>> Start PROVIDED DATA

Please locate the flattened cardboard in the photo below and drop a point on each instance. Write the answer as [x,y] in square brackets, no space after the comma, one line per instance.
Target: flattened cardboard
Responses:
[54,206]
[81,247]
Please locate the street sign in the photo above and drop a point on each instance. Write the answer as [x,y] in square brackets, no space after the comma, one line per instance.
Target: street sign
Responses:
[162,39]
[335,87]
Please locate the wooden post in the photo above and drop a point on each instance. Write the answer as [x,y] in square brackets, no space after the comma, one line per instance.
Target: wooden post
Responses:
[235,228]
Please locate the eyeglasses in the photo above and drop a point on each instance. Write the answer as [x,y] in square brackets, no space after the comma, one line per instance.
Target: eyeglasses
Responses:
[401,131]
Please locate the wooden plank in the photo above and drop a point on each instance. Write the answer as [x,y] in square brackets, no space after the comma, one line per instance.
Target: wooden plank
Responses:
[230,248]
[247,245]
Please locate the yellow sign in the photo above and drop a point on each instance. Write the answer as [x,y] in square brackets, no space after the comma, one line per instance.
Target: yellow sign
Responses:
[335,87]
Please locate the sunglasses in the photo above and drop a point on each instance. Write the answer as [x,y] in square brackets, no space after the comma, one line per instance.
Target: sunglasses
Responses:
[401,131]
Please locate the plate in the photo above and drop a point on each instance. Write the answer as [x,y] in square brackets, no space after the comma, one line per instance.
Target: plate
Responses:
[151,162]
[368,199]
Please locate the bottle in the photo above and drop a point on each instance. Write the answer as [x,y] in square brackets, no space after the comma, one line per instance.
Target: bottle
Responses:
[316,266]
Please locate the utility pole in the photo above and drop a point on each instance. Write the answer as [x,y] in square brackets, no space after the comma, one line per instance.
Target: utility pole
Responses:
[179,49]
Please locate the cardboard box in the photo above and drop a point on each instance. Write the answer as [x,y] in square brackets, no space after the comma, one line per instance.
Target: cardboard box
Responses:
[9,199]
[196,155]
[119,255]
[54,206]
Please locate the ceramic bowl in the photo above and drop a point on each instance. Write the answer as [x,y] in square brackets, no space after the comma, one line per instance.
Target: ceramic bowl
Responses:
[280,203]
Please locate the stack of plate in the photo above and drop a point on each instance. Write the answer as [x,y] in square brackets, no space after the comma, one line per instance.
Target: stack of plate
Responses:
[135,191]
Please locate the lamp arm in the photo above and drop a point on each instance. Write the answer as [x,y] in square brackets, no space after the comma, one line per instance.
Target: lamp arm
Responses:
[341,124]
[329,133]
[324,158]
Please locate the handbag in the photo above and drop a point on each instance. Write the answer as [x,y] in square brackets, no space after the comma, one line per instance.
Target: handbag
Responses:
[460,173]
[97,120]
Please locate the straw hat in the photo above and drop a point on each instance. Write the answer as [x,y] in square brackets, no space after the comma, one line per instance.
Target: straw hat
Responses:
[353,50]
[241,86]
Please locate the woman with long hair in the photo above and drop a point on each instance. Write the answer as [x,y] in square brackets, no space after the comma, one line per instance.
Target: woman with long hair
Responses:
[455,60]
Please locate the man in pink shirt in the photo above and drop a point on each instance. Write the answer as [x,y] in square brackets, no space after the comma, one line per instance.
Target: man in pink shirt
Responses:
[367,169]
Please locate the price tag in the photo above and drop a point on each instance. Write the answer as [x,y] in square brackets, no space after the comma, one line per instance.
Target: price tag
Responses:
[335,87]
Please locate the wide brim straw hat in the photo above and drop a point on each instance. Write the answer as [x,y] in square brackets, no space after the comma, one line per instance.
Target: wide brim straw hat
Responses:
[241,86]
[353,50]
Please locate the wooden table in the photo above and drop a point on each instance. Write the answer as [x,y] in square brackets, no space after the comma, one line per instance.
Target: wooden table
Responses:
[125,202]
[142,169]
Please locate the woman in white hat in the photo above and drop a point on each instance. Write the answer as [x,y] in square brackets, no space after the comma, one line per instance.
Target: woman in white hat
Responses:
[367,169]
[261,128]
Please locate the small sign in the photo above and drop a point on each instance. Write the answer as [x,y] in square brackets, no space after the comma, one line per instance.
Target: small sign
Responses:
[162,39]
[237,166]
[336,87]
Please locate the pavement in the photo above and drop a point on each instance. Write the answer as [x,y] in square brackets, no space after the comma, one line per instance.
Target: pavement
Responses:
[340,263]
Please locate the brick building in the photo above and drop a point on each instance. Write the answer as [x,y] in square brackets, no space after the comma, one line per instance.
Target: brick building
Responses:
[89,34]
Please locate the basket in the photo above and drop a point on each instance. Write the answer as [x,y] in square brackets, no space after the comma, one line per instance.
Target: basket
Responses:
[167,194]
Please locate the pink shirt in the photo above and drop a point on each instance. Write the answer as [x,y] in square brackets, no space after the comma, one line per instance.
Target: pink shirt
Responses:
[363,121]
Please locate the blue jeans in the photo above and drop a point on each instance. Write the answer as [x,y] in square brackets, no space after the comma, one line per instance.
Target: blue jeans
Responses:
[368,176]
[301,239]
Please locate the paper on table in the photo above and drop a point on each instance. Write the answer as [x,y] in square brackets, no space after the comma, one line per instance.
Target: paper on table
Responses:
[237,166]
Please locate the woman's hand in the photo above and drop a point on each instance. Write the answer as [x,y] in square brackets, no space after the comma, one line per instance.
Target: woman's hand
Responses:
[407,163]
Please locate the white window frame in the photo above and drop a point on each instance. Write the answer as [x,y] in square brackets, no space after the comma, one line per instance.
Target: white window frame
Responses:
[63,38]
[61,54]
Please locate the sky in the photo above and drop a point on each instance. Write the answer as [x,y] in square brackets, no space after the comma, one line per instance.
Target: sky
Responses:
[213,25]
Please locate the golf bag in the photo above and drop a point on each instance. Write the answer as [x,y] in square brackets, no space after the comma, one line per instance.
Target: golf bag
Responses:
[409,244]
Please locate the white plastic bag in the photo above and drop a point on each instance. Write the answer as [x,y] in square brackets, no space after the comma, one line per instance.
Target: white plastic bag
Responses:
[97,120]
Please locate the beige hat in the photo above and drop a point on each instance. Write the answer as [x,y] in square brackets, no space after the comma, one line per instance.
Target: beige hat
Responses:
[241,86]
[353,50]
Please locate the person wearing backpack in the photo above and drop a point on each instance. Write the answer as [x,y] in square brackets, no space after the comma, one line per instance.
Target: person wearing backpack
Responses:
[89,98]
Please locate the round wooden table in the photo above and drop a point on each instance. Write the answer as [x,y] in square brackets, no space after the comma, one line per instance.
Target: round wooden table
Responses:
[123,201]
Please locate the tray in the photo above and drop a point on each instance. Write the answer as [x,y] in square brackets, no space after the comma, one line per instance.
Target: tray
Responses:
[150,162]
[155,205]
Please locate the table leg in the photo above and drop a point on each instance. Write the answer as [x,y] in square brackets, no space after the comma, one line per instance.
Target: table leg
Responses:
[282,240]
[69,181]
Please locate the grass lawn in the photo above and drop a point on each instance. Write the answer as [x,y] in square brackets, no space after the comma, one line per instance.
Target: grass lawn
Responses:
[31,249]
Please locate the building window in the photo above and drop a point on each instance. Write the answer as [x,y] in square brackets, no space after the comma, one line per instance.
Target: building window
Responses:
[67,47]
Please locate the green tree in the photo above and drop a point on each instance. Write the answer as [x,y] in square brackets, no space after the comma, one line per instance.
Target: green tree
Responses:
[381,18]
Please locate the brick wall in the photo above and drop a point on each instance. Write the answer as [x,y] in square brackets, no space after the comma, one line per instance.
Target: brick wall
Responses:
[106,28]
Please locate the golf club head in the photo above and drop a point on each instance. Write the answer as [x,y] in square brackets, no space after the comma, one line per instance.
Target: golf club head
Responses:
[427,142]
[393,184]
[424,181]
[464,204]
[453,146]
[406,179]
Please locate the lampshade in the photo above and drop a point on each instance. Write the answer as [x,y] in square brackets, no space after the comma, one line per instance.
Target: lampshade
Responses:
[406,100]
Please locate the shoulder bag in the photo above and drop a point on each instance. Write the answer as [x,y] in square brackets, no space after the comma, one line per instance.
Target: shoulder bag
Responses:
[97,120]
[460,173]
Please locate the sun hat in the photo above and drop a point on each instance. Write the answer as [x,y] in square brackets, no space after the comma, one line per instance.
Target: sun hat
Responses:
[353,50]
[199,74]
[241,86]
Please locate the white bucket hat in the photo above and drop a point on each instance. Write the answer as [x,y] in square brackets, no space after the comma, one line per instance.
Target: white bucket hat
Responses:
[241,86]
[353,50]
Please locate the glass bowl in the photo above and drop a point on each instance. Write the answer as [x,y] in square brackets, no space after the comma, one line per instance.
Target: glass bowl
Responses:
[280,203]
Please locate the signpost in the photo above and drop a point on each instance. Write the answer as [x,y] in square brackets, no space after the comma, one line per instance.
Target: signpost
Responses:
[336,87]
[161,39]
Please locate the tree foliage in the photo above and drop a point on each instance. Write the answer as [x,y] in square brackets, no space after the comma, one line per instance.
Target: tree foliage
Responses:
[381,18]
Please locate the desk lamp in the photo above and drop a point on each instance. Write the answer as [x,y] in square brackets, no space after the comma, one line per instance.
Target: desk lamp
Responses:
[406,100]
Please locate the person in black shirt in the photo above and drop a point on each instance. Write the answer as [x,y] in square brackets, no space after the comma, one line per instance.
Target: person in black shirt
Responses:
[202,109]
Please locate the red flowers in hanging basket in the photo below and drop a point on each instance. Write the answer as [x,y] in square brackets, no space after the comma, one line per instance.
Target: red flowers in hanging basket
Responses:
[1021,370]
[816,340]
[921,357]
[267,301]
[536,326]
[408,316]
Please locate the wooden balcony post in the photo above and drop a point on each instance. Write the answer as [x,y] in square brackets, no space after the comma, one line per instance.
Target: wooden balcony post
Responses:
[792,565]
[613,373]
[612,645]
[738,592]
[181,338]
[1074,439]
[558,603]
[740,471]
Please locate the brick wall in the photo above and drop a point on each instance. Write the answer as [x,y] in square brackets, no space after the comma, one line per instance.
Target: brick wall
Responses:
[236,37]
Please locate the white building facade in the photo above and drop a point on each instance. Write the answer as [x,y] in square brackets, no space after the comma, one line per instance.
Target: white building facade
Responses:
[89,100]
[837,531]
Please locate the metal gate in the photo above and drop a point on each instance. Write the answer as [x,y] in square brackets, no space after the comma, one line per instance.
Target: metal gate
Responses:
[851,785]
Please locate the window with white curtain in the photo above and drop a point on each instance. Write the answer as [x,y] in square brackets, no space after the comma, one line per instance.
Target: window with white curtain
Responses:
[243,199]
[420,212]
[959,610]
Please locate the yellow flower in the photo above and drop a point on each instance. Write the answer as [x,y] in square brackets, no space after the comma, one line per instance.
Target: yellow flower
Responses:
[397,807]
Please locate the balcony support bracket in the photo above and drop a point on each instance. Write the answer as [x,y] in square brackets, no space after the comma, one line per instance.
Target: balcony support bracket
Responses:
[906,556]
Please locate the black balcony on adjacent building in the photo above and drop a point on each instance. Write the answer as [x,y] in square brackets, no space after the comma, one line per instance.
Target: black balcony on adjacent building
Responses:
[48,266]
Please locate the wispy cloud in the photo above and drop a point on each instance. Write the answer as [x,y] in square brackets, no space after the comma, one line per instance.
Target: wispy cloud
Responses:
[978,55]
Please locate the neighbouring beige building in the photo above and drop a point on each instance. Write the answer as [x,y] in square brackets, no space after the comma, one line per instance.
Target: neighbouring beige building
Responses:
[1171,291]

>> End PROVIDED DATA

- **EXERCISE REQUIREMENTS**
Find the line containing "Please locate the white building", then output it and every line after it to the end of the data, exactly.

- **TASK ANSWER**
Please locate the white building facade in the photo above and drop a point on each instance. Write the answer as [x,y] in square brackets, no space after the comma, one line per instance.
Target: white building facade
Responses:
[89,100]
[837,531]
Please locate the metal gate in the photo above and drop a point on each instance. Write the answer as [x,y] in square brackets, no space after the comma, one line per instance.
Target: metal gate
Responses:
[851,785]
Please locate the window with white curtain in the photo above and drop a point on each instance. Write the answer as [x,y] in square brackets, no space after the comma, one line per instance.
Target: window with white curtain
Responses:
[243,199]
[420,212]
[959,610]
Please locate the yellow flower in the photo above and drop a point on each instance. Write the answer as [x,y] in square brackets, no space after the comma, one line per instance.
Target: yellow flower
Responses:
[397,807]
Please locate the balcony support bracket in the photo above and drop a point on each instance. Write the answer as [x,y] in square brackets, no space after the comma, one line per instance.
Target: balcony support bracket
Responses:
[906,556]
Please locate the black balcony on adjacent building in the photo above and drop a point on each instance. Write the answer as [x,y] in square brackets, no space after the comma, one line per instance.
Target: black balcony on adjacent building
Responses:
[48,266]
Please locate the wispy cloud in the photo above and drop a point on each instance. Write the answer as [x,y] in square brackets, no space after the comma, one line per instance.
Target: wispy cloud
Responses:
[978,55]
Please locate the neighbouring beige building in the photo above and drop a point on each instance. Write the answer as [x,y] in square brackets, no space after the comma, one line per instance.
Target: neighbouring beige building
Responses:
[1171,291]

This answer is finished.